Selected passage —
****************
AWKA-ELM(5) AWKA EXTENDED LIBRARY METHODS AWKA-ELM(5)NAMEawka-elm - Awka Extended Library Methods
DESCRIPTION
Awka is a translator of AWK programs to ANSI-C code, and a library
(libawka.a) against which the code is linked to create executables.
Awka is described in the awka manpage.
The Extended Library Methods (ELM) provide a way of adding new func‐
tions to the AWK language, so that they appear in your AWK code as if
they were builtin functions such as substr() or index().
ELM code interfaces with the internal Awka variable structures and
functions, and is suitable for anyone with some experience and profi‐
ciency in C programming.
This document is a step-by-step introduction to how the ELM works, so
by the end of it you can write your own libraries to extend the AWK
programming language using Awka. For example, you could write an
interface to allow AWK programs to communicate with ODBC databases, or
solve the travelling salesman problem given input of town locations -
whatever you require AWK to do should now be possible.
AN OVERVIEW OF HOW IT WORKS
The C code produced by awka from AWK programs is heavily populated with
calls to functions in the awka library (libawka). Hence after it is
compiled, this code must be linked to the library to produce a working
executable.
****************
Source data —
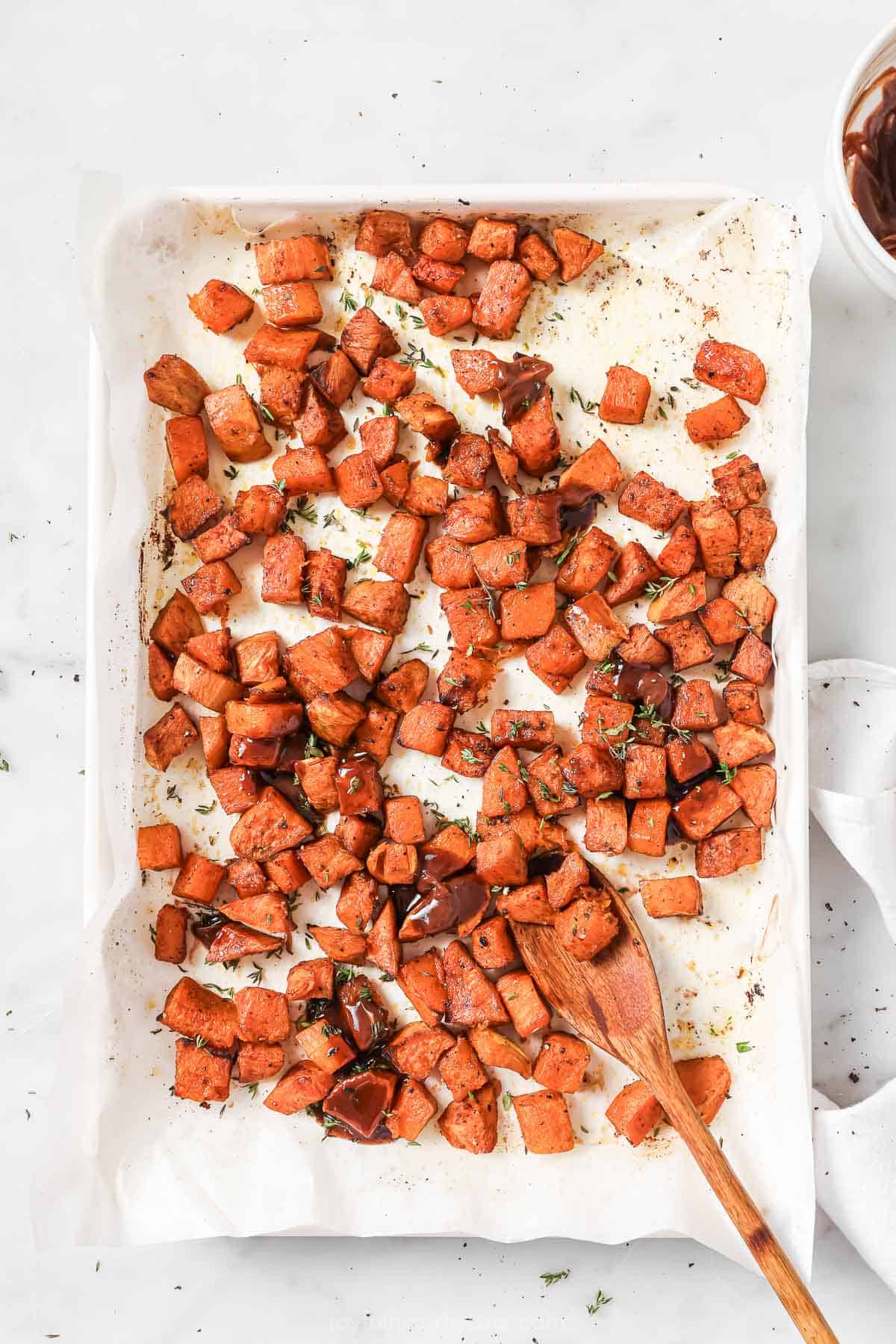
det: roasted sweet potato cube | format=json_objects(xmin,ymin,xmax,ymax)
****************
Task —
Quote the Awka manpage excerpt in full, word for word. Leave the data out of this entirely.

Exercise result —
AWKA-ELM(5) AWKA EXTENDED LIBRARY METHODS AWKA-ELM(5)NAMEawka-elm - Awka Extended Library Methods
DESCRIPTION
Awka is a translator of AWK programs to ANSI-C code, and a library
(libawka.a) against which the code is linked to create executables.
Awka is described in the awka manpage.
The Extended Library Methods (ELM) provide a way of adding new func‐
tions to the AWK language, so that they appear in your AWK code as if
they were builtin functions such as substr() or index().
ELM code interfaces with the internal Awka variable structures and
functions, and is suitable for anyone with some experience and profi‐
ciency in C programming.
This document is a step-by-step introduction to how the ELM works, so
by the end of it you can write your own libraries to extend the AWK
programming language using Awka. For example, you could write an
interface to allow AWK programs to communicate with ODBC databases, or
solve the travelling salesman problem given input of town locations -
whatever you require AWK to do should now be possible.
AN OVERVIEW OF HOW IT WORKS
The C code produced by awka from AWK programs is heavily populated with
calls to functions in the awka library (libawka). Hence after it is
compiled, this code must be linked to the library to produce a working
executable.